◆ SUPPLIED ENTRIES:
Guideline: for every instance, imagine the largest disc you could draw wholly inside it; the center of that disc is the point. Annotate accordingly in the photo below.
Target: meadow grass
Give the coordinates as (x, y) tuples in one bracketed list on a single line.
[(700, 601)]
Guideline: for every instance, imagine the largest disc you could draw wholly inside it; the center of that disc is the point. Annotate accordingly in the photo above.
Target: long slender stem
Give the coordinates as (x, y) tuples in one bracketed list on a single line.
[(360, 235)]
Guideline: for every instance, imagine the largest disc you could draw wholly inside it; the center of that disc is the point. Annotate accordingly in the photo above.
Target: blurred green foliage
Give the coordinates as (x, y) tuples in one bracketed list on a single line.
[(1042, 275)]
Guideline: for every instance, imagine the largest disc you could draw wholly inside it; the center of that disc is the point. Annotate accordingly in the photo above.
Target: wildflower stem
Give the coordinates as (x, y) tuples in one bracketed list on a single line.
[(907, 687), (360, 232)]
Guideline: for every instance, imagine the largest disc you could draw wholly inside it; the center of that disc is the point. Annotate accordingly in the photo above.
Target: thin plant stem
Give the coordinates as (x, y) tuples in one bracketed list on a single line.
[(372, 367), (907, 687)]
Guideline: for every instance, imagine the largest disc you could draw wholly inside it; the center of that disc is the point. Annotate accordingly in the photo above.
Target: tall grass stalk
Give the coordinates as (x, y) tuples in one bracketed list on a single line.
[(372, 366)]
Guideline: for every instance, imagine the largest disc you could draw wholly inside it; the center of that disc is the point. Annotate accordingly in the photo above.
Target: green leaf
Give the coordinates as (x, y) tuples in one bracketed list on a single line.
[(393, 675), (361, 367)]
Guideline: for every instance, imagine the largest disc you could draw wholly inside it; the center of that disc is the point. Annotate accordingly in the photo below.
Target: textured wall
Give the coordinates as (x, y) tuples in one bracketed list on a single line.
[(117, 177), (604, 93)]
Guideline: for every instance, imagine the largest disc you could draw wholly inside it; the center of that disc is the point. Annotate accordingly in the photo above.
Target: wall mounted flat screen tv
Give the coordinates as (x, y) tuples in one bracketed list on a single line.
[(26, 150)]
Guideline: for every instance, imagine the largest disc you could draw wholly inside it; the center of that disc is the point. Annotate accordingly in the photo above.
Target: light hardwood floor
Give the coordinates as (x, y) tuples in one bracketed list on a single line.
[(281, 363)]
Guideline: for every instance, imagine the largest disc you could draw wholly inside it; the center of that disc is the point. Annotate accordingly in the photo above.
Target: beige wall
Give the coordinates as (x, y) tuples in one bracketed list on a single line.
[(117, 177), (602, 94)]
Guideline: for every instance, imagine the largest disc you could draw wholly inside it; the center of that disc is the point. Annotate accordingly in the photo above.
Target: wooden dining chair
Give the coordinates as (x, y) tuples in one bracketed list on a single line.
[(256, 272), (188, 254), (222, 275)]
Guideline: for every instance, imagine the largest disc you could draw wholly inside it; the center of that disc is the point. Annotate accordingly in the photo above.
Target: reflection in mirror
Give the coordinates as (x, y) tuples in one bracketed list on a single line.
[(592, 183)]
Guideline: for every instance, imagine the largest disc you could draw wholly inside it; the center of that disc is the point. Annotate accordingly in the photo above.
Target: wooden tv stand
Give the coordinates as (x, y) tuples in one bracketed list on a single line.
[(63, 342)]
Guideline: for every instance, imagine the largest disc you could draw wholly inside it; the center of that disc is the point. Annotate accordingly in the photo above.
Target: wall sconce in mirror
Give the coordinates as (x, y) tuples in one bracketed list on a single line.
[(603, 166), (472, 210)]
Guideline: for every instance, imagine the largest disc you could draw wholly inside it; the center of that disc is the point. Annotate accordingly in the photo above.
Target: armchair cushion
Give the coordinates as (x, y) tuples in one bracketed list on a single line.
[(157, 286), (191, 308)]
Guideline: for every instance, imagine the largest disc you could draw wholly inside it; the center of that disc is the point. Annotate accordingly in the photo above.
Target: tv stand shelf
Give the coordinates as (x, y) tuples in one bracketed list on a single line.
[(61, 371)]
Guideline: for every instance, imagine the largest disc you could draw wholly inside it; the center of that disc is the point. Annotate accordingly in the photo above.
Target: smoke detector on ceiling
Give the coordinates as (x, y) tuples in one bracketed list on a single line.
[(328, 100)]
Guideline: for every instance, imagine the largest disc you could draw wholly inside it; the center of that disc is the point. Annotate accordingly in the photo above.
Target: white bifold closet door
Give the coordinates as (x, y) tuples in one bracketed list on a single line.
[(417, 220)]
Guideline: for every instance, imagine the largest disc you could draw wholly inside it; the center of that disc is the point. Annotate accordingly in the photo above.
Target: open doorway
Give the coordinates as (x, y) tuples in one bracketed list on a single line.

◆ WHAT YOU NEED TO DO: Reproduce all of the entries above verbatim, keeping every line in its original order.

◆ SOLUTION FOR THIS PROBLEM:
Guideline: for every instance, imagine the largest disc you could draw wholly inside it; the center of that disc is the point. Annotate accordingly in the photo below.
Target: meadow grass
Give the coordinates as (x, y) tuples in one bracketed list on a single line.
[(700, 601)]
Guideline: for every instance, imagine the largest disc you could draw wholly inside it; the center of that disc is the point. Annotate accordingly in the photo above.
Target: long slender stem
Give the coordinates as (x, y) tuples in one bracketed list on a single line.
[(360, 235)]
Guideline: for every instance, imagine the largest disc you could draw wholly inside it; the center of that disc is the point. Annotate accordingly in the photo above.
Target: blurred green foliage
Give the coordinates as (x, y) tuples in one bracketed list on a single line.
[(1042, 275)]
Guideline: for every instance, imagine the largest disc you could draw wholly inside it; the center of that disc is the point. Annotate accordingly in the photo above.
Target: wildflower stem
Give the coordinates as (x, y) tuples in one bracketed list on a single line.
[(907, 687), (360, 232)]
Guideline: for every instance, imagine the largest disc you could draw wholly inside it; the center of that disc is the point. Annotate accordingly in the photo above.
Target: thin plant stem
Give the coordinates as (x, y) tuples in one bracketed list on a single line.
[(372, 367), (907, 687)]
Guideline: for every instance, imagine the largest disc you could draw wholly inside it; the center of that disc is the point. Annotate accordingly in the photo above.
Target: tall grass stalk
Give the coordinates as (x, y) tuples in one bracketed list on a single line.
[(372, 366)]
Guideline: for every instance, imagine the largest disc you could draw wholly inside it; the center of that disc is the point. Annotate accordingly in the photo above.
Target: green leaf
Give the coordinates as (x, y) tuples in one bracketed list on a single line.
[(393, 675), (361, 367)]
Guideline: for every instance, imagine the largest disc you could draw wholly inside it; the center of that disc is the point. Annotate accordingly in the photo below.
Target: textured wall
Give the coordinates as (x, y) tuples in one bracketed list on a single line.
[(117, 177), (604, 93)]
Guideline: for every instance, imagine the largest disc you could draw wholly inside it; the center of that disc is the point. Annotate accordingly in the photo above.
Target: wall mounted flat screen tv
Give the coordinates as (x, y) tuples in one bracketed list on a single line.
[(26, 150)]
Guideline: for every instance, imagine the largest disc you could draw wholly inside it; the center of that disc is the point. Annotate accordingly in the photo above.
Target: light hardwood floor
Give the coordinates as (x, y) tuples in one bracketed list on a single line.
[(281, 363)]
Guideline: for every instance, imagine the largest disc you could draw wholly inside it; the center of that disc is the point. Annotate accordingly in the photo above.
Target: beige wall
Give the coordinates as (x, y) tuples in one bracketed list on a single line.
[(117, 177), (602, 94)]
Guideline: for every instance, imagine the largest disc you could draw wholly inside it; the center of that disc is the point. Annotate accordingly in the photo above.
Target: wooden dining chair
Give the coordinates as (x, y) tuples in one bracketed list on a single line.
[(256, 272), (188, 254), (222, 275)]
Guideline: for every instance, imagine the largest disc you could draw wholly inside it; the center of that disc is the point. Annotate accordingly in the photo above.
Target: reflection in mirror
Give the coordinates as (x, y) tuples in one bracketed list on a single line.
[(592, 183)]
Guideline: for every instance, imagine the largest disc you could draw wholly inside it; the center of that disc is the point. Annotate accordingly in the photo above.
Target: wooden tv stand
Give the coordinates as (x, y) tuples in one bracketed list on a single line.
[(63, 342)]
Guideline: for every instance, imagine the largest disc you could draw wholly inside it; the center of that disc is the point. Annotate accordingly in the photo above.
Target: wall sconce in mirror
Give the coordinates as (x, y) tuples in one bracketed list on a single line.
[(603, 166), (472, 210)]
Guideline: for every instance, imagine the largest disc you could draw wholly inside it; the center of that disc is the point. Annotate accordingly in the photo above.
Target: armchair cushion
Give the coordinates as (x, y) tuples in one bracketed list on a single line.
[(157, 286), (191, 308)]
Guideline: for every instance, imagine the largest disc you could draw wholly inside it; the center of that disc is the point. Annotate accordingly in the photo above.
Target: tv stand shelf
Give the coordinates as (x, y) tuples in one bracketed list on a single line.
[(61, 371)]
Guideline: for every instance, imagine the largest disc you could draw wholly inside it; the center of that disc is the point. Annotate accordingly in the photo above.
Target: smoke detector on ceiling
Give the coordinates as (x, y) tuples in one bracketed list on a single line.
[(328, 100)]
Guideline: for every instance, imagine the largest disc you could draw wholly inside it; the center of that disc is the point. Annotate accordingly in the photo above.
Target: white bifold closet door
Give the coordinates as (x, y) tuples in one bracketed list on a single line.
[(417, 220)]
Guideline: for every instance, imagine the largest disc you could draw wholly inside it; the center of that disc is the point. Annotate accordingly in the photo above.
Target: open doorway
Give the coordinates as (x, y) tuples in one bracketed list on a single line.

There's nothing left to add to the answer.